● Extracted information

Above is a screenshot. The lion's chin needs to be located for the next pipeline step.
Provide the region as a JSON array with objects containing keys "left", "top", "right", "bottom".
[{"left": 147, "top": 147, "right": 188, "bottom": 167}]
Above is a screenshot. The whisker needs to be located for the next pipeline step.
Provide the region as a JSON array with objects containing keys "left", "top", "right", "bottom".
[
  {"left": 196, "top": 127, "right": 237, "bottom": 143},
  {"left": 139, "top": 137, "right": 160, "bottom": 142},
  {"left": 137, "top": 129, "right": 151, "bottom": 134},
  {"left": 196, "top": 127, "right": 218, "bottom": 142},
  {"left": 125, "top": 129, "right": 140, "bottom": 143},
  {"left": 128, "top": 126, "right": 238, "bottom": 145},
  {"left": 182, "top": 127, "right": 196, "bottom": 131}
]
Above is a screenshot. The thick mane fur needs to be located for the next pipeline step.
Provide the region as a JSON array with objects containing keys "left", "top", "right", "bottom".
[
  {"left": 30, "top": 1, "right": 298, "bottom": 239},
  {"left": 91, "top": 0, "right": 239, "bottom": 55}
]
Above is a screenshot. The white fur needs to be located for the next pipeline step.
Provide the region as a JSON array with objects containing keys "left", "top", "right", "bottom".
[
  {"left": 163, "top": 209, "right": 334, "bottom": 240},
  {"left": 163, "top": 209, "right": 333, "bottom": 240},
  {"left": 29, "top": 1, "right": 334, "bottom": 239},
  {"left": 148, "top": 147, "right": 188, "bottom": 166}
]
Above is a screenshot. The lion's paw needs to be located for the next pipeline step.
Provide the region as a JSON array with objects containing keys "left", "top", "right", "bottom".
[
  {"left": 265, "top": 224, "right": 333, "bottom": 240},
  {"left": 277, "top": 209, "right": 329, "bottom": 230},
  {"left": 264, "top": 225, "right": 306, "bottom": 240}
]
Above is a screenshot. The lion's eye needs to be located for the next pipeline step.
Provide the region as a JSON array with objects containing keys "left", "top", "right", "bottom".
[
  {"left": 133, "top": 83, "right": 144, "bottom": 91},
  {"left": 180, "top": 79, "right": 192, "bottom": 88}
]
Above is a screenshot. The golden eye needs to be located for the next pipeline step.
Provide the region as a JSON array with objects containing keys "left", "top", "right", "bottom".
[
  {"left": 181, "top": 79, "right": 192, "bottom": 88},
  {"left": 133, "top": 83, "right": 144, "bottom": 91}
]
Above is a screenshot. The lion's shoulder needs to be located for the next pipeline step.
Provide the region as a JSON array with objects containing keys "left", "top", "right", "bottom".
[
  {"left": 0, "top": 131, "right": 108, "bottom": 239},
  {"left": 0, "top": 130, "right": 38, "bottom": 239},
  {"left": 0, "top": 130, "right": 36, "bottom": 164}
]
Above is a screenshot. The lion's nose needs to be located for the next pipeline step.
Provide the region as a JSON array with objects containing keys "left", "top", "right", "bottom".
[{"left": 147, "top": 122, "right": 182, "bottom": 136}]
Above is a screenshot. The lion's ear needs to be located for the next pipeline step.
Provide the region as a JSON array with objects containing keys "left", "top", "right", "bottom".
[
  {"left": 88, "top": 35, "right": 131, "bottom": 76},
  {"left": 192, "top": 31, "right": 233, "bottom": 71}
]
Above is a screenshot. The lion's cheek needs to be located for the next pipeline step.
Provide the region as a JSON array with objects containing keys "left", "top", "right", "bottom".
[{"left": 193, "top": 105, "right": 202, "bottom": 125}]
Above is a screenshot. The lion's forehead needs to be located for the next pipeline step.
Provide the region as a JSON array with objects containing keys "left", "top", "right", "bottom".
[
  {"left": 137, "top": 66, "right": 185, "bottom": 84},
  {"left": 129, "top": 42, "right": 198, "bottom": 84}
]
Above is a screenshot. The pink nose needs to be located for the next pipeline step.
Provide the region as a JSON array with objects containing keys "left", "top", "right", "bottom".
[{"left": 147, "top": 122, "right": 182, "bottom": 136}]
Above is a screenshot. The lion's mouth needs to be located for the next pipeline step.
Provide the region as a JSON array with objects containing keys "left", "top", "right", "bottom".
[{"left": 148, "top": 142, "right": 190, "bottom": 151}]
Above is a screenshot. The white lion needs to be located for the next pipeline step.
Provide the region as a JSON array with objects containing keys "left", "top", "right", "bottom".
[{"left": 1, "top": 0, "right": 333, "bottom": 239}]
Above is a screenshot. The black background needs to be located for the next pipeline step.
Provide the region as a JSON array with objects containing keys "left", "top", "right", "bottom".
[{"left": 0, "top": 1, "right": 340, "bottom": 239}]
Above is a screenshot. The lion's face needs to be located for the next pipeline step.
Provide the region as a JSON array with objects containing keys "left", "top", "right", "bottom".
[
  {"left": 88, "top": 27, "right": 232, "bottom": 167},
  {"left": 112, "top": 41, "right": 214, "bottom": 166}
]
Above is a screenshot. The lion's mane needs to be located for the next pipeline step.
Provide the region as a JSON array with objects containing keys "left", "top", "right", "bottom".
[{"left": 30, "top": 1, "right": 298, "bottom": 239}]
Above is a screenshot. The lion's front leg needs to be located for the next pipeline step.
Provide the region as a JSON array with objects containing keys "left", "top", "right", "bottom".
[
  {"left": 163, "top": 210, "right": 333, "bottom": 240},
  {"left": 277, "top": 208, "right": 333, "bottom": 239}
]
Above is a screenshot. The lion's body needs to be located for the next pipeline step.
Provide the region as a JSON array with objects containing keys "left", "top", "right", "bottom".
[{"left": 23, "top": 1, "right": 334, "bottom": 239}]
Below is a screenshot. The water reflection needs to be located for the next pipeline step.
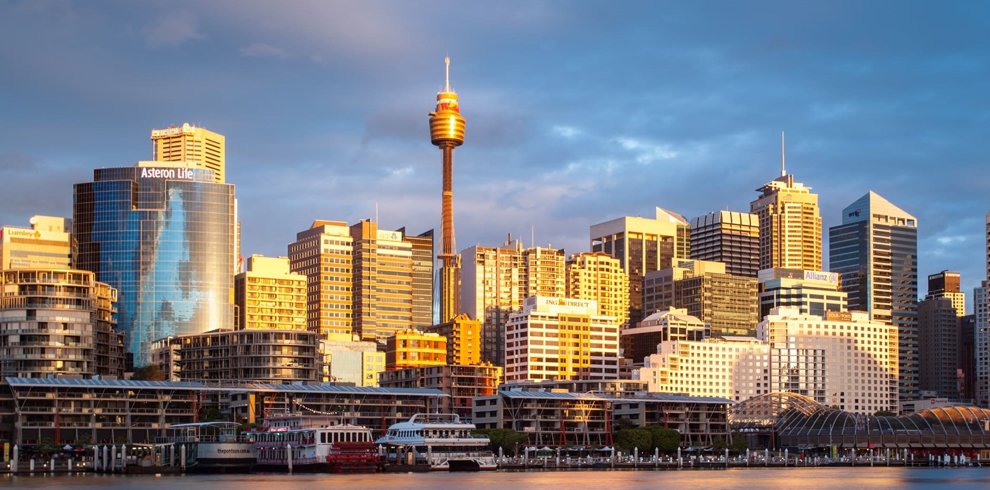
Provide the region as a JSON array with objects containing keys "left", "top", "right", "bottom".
[{"left": 5, "top": 468, "right": 990, "bottom": 490}]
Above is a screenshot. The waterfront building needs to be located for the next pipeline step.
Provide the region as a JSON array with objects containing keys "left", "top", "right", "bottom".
[
  {"left": 757, "top": 268, "right": 847, "bottom": 320},
  {"left": 591, "top": 207, "right": 691, "bottom": 327},
  {"left": 422, "top": 313, "right": 482, "bottom": 365},
  {"left": 0, "top": 215, "right": 72, "bottom": 270},
  {"left": 0, "top": 269, "right": 123, "bottom": 378},
  {"left": 636, "top": 335, "right": 768, "bottom": 401},
  {"left": 235, "top": 255, "right": 307, "bottom": 331},
  {"left": 385, "top": 329, "right": 447, "bottom": 370},
  {"left": 759, "top": 308, "right": 899, "bottom": 414},
  {"left": 288, "top": 220, "right": 433, "bottom": 339},
  {"left": 621, "top": 307, "right": 711, "bottom": 366},
  {"left": 927, "top": 270, "right": 965, "bottom": 317},
  {"left": 749, "top": 149, "right": 822, "bottom": 271},
  {"left": 378, "top": 363, "right": 502, "bottom": 419},
  {"left": 2, "top": 377, "right": 444, "bottom": 445},
  {"left": 320, "top": 333, "right": 384, "bottom": 386},
  {"left": 150, "top": 329, "right": 320, "bottom": 383},
  {"left": 504, "top": 296, "right": 620, "bottom": 382},
  {"left": 642, "top": 259, "right": 758, "bottom": 337},
  {"left": 150, "top": 123, "right": 226, "bottom": 183},
  {"left": 829, "top": 191, "right": 918, "bottom": 402},
  {"left": 473, "top": 386, "right": 728, "bottom": 448},
  {"left": 689, "top": 211, "right": 760, "bottom": 277},
  {"left": 566, "top": 252, "right": 630, "bottom": 326},
  {"left": 73, "top": 162, "right": 236, "bottom": 367}
]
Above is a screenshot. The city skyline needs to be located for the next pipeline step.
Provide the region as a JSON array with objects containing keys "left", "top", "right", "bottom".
[{"left": 1, "top": 2, "right": 989, "bottom": 302}]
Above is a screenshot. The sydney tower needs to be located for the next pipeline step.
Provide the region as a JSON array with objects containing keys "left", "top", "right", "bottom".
[{"left": 430, "top": 57, "right": 466, "bottom": 323}]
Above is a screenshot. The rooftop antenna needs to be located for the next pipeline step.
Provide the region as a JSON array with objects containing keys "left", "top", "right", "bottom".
[
  {"left": 780, "top": 130, "right": 787, "bottom": 177},
  {"left": 444, "top": 55, "right": 451, "bottom": 92}
]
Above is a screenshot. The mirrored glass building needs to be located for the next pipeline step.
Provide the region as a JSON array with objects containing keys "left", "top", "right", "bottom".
[{"left": 73, "top": 163, "right": 236, "bottom": 366}]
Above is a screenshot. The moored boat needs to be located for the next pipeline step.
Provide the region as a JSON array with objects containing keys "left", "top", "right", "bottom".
[
  {"left": 376, "top": 413, "right": 496, "bottom": 471},
  {"left": 166, "top": 421, "right": 256, "bottom": 473},
  {"left": 249, "top": 413, "right": 381, "bottom": 473}
]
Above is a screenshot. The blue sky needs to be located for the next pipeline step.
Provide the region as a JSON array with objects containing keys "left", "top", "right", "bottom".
[{"left": 1, "top": 1, "right": 988, "bottom": 304}]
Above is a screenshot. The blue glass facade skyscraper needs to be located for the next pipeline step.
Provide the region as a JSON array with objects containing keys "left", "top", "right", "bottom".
[{"left": 73, "top": 163, "right": 236, "bottom": 366}]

● Assignment
Nothing should appear in the answer except the lines from the one containing "Above is a screenshot. The mirrored" to the end of the data above, reproduced exactly.

● Answer space
Above is a screenshot. The mirrored glass building needs to be located for the next pipeline step.
Provide the region as a JSON array with objects containing keys "left", "top", "right", "bottom".
[{"left": 73, "top": 163, "right": 236, "bottom": 366}]
Above is a screenshot. The moored boat needs to be located for the next pipeline step.
Provide the region as a JSON array with objects containing keys "left", "top", "right", "bottom".
[
  {"left": 376, "top": 413, "right": 496, "bottom": 471},
  {"left": 166, "top": 421, "right": 256, "bottom": 473},
  {"left": 249, "top": 413, "right": 381, "bottom": 473}
]
Above is a screenshot. The blue sky needs to be located for the next pipeline step.
Provide the region as a JSON array with objects containing keys "left", "top", "right", "bottom".
[{"left": 1, "top": 1, "right": 988, "bottom": 304}]
Above is a screenshot. The blue glass facade skyscraper needs to be located for the next pipeline step.
Provide the region as a JSON array with objects containing keys "left", "top", "right", "bottom".
[{"left": 73, "top": 163, "right": 236, "bottom": 366}]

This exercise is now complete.